La Treuhand a organisé de 1990 à 1994 la liquidation – et dans la plupart
des cas, la fermeture – de pas moins de 12.000 entreprises est-allemandes.
Ces entreprises employaient quatre millions de travailleurs au moment de
leur reprise par la Treuhand mais n’en comptaient plus que 1,5 million
lorsque la Treuhand cessa ses opérations. Des régions fortement
industrialisées de l'Allemagne de l’Est furent ravagées et des centaines de
milliers d’Allemands de l’Est furent obligés d’émigrer à l’Ouest pour
trouver du travail.
Des gouvernements allemands successifs du pays réunifié se sont servis de
la dévastation sociale à l’Est pour rompre les structures contractuelles
traditionnelles et faire baisser les salaires en Allemagne de l’Ouest, en
exploitant le réservoir de main-d’œuvre bon marché fourni par les
travailleurs licenciés de l’Est. Deux décennies plus tard, les anciennes
provinces de l’Allemagne de l’Est, en grande partie dépeuplées, connaissent
encore un taux de chômage considérablement plus élevé et un niveau de vie
plus bas que leurs homologues à l’Ouest du pays.
Dans le contexte de la plus profonde crise économique du capitalisme
mondial depuis les années 1930, une politique identique appliquée à la
Grèce, pays disposant de moins de ressources économiques, aurait des
conséquences encore plus désastreuses.

-*-

Travail demandé ▸
A - Reformulez sous forme de liste le paragraphe de l'extrait sur la Treuhand qui commence par « La Treuhand a organisé », en conservant ses faits principaux.
B - Rédigez la suite de l'extrait sur la Treuhand, à partir de sa dernière phrase.

Données sources ▸
-*-

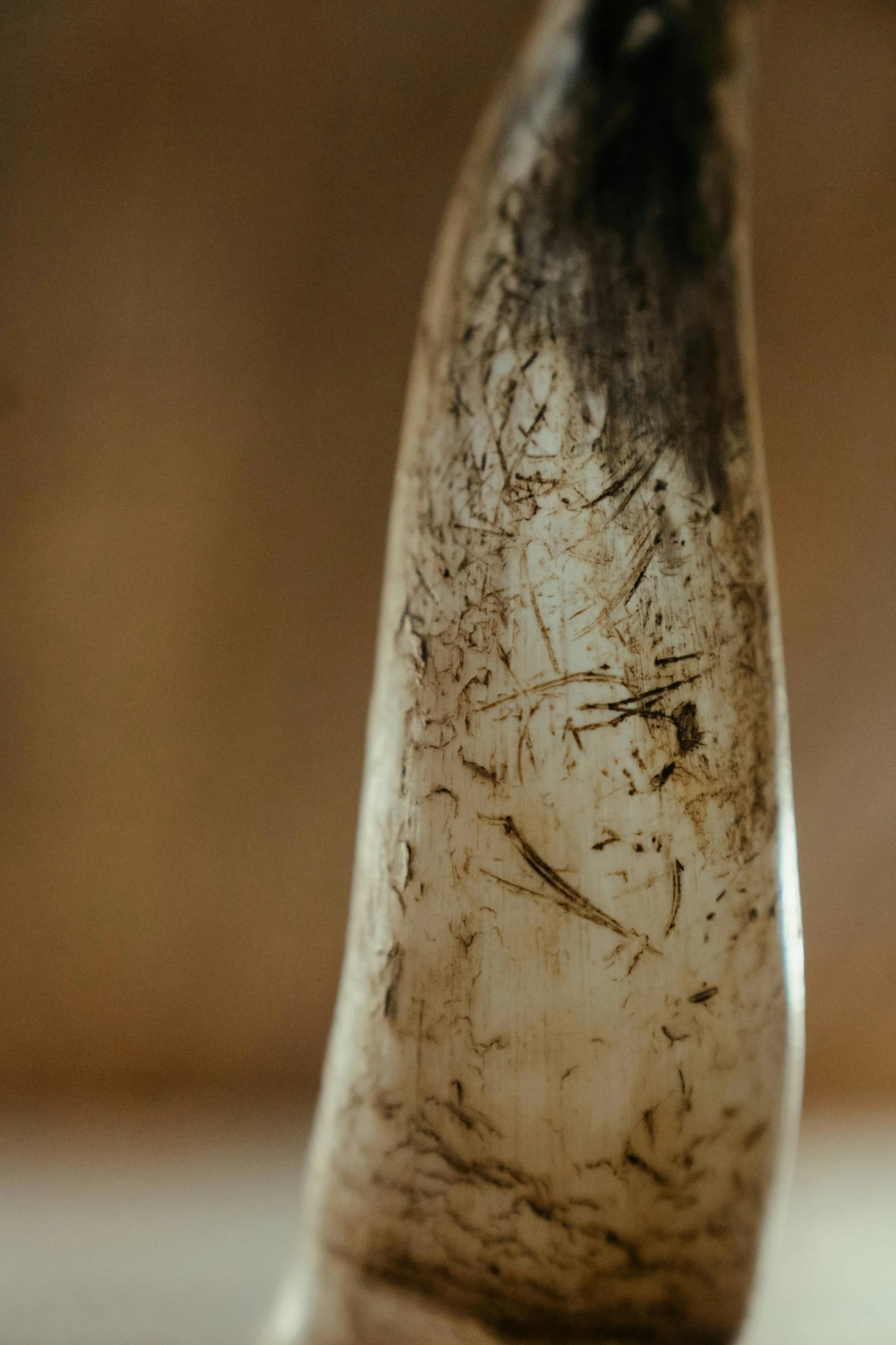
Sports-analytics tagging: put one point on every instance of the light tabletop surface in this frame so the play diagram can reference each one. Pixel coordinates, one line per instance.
(174, 1225)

-*-

Réponses ▸
A -
- De 1990 à 1994, la Treuhand a organisé la liquidation de 12 000 entreprises est-allemandes, le plus souvent suivie de leur fermeture.
- Ces entreprises employaient quatre millions de travailleurs lors de leur reprise par la Treuhand, mais seulement 1,5 million à la fin de ses opérations.
- Des régions fortement industrialisées de l'Allemagne de l'Est ont été ravagées.
- Des centaines de milliers d'Allemands de l'Est ont dû émigrer à l'Ouest pour trouver du travail.

B -
La proposition de Juncker revient à réduire la Grèce à un statut quasi
colonial par des responsables financiers non élus, travaillant en tandem
avec la classe dirigeante grecque et n’ayant de compte à rendre qu’aux
banques et aux puissances impérialistes. La bourgeoisie grecque est à
présent en train de discuter des mesures drastiques qui feraient partie
d’une telle politique, parmi lesquelles des projets de changement de la
constitution afin de permettre le licenciement de fonctionnaires travaillant
à temps plein et la réforme du code grec des impôts au profit des riches.
Une dictature des banques est en train d’être instaurée en Grèce qui
servira de modèle à l’ensemble de l’Europe et au-delà. Et cela, en dépit du
fait que les luttes combatives n’ont pas manqué de la part des travailleurs
grecs au cours de l’année passée.
Comment a-t-il pu être possible de mener à bien cette attaque malgré la
vaste opposition du peuple grec ? Quelles leçons doit-on tirer pour
permettre à la classe ouvrière de repousser et de vaincre l’offensive
contre-révolutionnaire de la bourgeoisie ?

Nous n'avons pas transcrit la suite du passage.